◆ The task
Answer with a number only: how many lines of the entries below contain the word "Target"?
Information provided Block Start
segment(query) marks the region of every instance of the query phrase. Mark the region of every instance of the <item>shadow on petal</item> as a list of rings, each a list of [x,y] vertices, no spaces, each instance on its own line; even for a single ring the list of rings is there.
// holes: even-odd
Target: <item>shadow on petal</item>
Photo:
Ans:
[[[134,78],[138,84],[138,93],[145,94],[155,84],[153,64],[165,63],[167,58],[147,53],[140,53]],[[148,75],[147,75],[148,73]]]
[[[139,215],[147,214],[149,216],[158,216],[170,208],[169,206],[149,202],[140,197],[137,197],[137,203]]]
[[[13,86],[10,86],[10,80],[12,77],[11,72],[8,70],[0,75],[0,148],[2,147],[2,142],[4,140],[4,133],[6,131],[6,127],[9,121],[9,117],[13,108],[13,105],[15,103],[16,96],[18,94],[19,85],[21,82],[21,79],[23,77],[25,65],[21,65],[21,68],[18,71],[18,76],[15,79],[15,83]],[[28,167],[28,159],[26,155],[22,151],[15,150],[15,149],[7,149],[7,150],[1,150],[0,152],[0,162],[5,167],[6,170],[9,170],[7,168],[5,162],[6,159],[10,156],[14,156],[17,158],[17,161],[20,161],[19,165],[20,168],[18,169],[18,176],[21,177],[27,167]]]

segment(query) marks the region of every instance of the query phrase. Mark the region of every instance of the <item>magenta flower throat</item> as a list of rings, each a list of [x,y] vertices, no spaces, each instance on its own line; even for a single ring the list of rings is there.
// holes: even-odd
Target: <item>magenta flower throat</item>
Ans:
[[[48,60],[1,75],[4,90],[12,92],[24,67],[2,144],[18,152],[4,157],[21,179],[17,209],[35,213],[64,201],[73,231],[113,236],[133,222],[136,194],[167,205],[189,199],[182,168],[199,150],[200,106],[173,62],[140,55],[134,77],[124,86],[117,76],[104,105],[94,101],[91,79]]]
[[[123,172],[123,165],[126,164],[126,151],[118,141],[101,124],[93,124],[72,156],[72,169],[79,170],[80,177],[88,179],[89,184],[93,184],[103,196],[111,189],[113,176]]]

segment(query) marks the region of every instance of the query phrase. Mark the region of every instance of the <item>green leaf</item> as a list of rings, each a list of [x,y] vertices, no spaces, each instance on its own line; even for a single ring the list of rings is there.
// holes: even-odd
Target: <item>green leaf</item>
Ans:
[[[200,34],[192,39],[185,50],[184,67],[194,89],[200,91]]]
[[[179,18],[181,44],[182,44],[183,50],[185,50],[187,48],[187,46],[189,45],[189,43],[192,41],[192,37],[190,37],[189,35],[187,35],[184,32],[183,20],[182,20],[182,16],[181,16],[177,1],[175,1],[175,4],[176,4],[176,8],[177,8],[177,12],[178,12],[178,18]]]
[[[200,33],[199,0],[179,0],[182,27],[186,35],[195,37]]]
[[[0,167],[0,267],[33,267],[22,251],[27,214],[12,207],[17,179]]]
Information provided Block End
◆ Task result
3